Rewrite every line of the records below, including the requests, and scale each coordinate in the answers by 0.25, rounding to whole numbers with halves rounded up. Leave the numbers in the requests unchanged.

Rows start

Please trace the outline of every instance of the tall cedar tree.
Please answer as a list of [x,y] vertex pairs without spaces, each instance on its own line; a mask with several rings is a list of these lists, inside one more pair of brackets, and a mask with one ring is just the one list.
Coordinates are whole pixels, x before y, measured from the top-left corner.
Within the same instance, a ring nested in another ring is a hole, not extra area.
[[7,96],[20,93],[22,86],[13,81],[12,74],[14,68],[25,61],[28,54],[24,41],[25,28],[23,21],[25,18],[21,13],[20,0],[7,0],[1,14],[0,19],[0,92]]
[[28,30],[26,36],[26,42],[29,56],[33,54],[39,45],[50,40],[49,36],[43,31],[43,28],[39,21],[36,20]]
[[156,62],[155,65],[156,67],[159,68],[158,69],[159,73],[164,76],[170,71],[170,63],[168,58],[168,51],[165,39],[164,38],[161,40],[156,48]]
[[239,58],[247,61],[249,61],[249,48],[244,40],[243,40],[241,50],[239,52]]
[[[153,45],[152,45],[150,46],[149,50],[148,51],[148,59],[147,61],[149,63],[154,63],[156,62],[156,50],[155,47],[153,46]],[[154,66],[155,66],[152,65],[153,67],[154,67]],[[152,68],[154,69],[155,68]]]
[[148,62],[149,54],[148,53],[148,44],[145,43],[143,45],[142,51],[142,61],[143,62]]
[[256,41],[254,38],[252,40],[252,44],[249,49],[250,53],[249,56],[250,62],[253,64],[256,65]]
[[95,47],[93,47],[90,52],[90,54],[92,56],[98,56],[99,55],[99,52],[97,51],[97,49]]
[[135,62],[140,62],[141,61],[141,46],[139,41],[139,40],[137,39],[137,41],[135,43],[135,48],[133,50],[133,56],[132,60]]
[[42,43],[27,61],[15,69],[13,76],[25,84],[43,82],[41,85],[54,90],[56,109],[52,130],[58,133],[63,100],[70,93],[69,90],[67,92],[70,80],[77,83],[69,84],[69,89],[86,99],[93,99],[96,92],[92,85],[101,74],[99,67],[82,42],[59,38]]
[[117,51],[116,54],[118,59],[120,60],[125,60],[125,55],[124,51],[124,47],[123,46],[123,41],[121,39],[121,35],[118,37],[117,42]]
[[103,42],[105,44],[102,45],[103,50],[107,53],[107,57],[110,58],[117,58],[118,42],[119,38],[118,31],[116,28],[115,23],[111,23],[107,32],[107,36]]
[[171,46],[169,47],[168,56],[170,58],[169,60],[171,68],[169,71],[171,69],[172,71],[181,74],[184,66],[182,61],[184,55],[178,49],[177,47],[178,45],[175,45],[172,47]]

Rows end

Complete response:
Please trace the outline of every instance of the tall cedar tree.
Please answer as a list of [x,y] vertex pairs without spaces, each instance on its own line; a mask with several rings is a list of these lists, inside one more pair of brackets, and a mask with one ring is just the one list.
Coordinates are whole pixels, x before y, measured from the top-left corner.
Within the same instance, a ring nested in another ring is a hole, not extra area.
[[2,24],[5,23],[6,22],[3,20],[3,19],[4,17],[6,15],[7,14],[6,10],[6,7],[6,5],[6,5],[5,3],[5,0],[2,0],[0,4],[0,5],[0,23]]
[[7,8],[7,9],[7,11],[7,14],[8,14],[10,11],[13,10],[12,9],[11,8],[11,7],[10,5],[9,5]]
[[39,16],[39,16],[39,17],[40,17],[40,17],[40,18],[41,19],[43,18],[43,16],[42,15],[42,13],[41,10],[41,10],[40,10],[39,12]]
[[60,15],[62,15],[62,15],[62,12],[61,10],[61,10],[60,13],[60,13]]
[[[38,11],[38,11],[38,12],[37,13],[37,13],[37,15],[37,15],[37,16],[39,16],[39,16],[39,13],[39,12],[38,12]],[[39,17],[39,17],[38,16],[38,17],[39,17]],[[38,17],[39,17],[39,17]]]
[[37,16],[37,14],[37,13],[37,11],[36,11],[36,11],[36,13],[36,15],[36,16]]
[[64,10],[64,10],[63,10],[63,11],[62,12],[63,13],[62,14],[63,16],[63,16],[64,16]]
[[24,12],[23,12],[23,13],[23,14],[23,14],[25,14],[25,14],[25,13],[24,13],[24,12]]
[[34,16],[35,16],[35,15],[35,12],[35,10],[35,10],[34,10],[34,10],[34,11],[34,12],[33,13],[33,14],[33,15]]
[[11,11],[7,15],[4,17],[3,19],[6,21],[11,21],[10,21],[14,23],[14,27],[13,33],[15,33],[16,25],[18,23],[17,23],[17,23],[18,20],[19,21],[17,21],[17,22],[22,25],[23,25],[24,23],[23,21],[25,19],[25,17],[21,11],[15,10]]
[[29,13],[29,14],[30,15],[30,15],[31,15],[31,14],[31,13],[31,12],[31,12],[31,10],[30,10],[30,9],[30,9],[29,11]]
[[26,11],[26,11],[26,11],[26,13],[27,13],[27,14],[28,15],[29,15],[30,11],[30,10],[30,8],[29,7],[29,6],[28,6],[27,8],[27,9]]
[[43,12],[42,12],[42,14],[43,15],[42,15],[43,17],[42,18],[43,17],[43,18],[45,19],[46,17],[46,15],[46,14],[45,12],[44,12],[45,11],[44,11],[43,12]]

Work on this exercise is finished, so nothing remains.